Python re expr from Perl to Python

M

Michael M.

In Perl, it was:


## Example: "Abc | def | ghi | jkl"
## -> "Abc ghi jkl"
## Take only the text betewwn the 2nd pipe (=cut the text in the 1st
pipe).
$na =~ s/\ \|(.*?)\ \|(.*?)\ \|/$2/g;

## -- remove [ and ] in text
$na =~ s/\[//g;
$na =~ s/\]//g;
# print "DEB: \"$na\"\n";


# input string
na="Abc | def | ghi | jkl [gugu]"
# output
na="Abc ghi jkl gugu"


How is it done in Python?
 
J

Jorge Godoy

Michael M. said:
In Perl, it was:


## Example: "Abc | def | ghi | jkl"
## -> "Abc ghi jkl"
## Take only the text betewwn the 2nd pipe (=cut the text in the 1st pipe).

====

▶ **Required tasks**
1) Reproduce word for word the passage of the Perl-to-Python regex thread starting at "How is it done" and ending at "the 1st pipe).".
2) Answer these questions from the Perl-to-Python regex thread:
(a) According to the comment "## -- remove [ and ] in text", which characters are to be removed?
(b) What string is assigned to na under the comment "# output"?
(c) Who is shown replying to Michael M.?
3) In one to three sentences, explain why the Perl code in the Perl-to-Python regex thread includes the substitutions "$na =~ s/\[//g;" and "$na =~ s/\]//g;".

▶ **Data listing**
====

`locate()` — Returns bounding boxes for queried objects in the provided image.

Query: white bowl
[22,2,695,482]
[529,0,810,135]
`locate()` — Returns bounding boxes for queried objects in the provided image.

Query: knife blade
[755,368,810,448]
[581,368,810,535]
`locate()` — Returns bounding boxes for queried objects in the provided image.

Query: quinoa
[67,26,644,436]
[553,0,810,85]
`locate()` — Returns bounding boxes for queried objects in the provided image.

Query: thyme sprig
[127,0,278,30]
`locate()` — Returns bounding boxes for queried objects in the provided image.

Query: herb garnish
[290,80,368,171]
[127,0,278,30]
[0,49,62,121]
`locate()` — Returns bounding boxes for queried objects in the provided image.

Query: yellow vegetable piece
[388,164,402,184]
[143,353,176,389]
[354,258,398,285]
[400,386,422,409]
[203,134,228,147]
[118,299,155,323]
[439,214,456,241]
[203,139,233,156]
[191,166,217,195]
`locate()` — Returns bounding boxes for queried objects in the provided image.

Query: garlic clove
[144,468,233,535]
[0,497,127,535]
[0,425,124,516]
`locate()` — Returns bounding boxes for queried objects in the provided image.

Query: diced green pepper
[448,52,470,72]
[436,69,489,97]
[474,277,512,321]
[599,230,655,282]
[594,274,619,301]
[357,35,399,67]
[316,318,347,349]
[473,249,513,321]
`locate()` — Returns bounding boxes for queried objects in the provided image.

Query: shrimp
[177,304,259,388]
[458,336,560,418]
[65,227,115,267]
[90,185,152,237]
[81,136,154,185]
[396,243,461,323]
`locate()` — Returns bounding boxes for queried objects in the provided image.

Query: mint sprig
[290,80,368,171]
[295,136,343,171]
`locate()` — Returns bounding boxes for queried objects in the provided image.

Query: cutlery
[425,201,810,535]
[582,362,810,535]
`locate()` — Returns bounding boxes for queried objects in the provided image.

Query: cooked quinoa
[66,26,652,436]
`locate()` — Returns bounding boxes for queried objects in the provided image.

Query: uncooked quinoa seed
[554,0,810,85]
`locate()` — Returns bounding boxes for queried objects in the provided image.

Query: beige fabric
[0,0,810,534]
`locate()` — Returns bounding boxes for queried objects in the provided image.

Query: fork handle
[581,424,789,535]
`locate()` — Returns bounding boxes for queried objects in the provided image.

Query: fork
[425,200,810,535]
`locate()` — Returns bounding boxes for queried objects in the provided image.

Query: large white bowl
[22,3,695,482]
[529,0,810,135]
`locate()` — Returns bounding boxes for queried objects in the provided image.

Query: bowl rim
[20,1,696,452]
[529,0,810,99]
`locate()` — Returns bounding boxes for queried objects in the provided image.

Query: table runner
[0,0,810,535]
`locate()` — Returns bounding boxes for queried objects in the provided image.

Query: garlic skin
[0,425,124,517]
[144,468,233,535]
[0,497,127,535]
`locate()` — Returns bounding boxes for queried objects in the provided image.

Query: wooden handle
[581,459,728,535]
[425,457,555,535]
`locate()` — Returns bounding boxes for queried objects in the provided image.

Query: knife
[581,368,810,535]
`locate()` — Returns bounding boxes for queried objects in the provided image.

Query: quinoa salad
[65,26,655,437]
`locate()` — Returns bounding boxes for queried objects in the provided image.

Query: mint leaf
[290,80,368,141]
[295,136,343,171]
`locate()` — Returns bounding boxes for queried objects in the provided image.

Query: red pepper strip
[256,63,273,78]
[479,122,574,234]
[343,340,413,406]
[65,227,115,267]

====

▶ **Answers per task**
1)
How is it done in Python?
 
J

Jorge Godoy

Michael M. said:
In Perl, it was:


## Example: "Abc | def | ghi | jkl"
## -> "Abc ghi jkl"
## Take only the text betewwn the 2nd pipe (=cut the text in the 1st pipe).

2)
(a) The characters [ and ].
(b) "Abc ghi jkl gugu"
(c) Jorge Godoy.

3) The comment directly above them, "## -- remove [ and ] in text", states that they remove the square brackets from the text. As a result, the "[gugu]" at the end of the input string appears as "gugu" in the output string.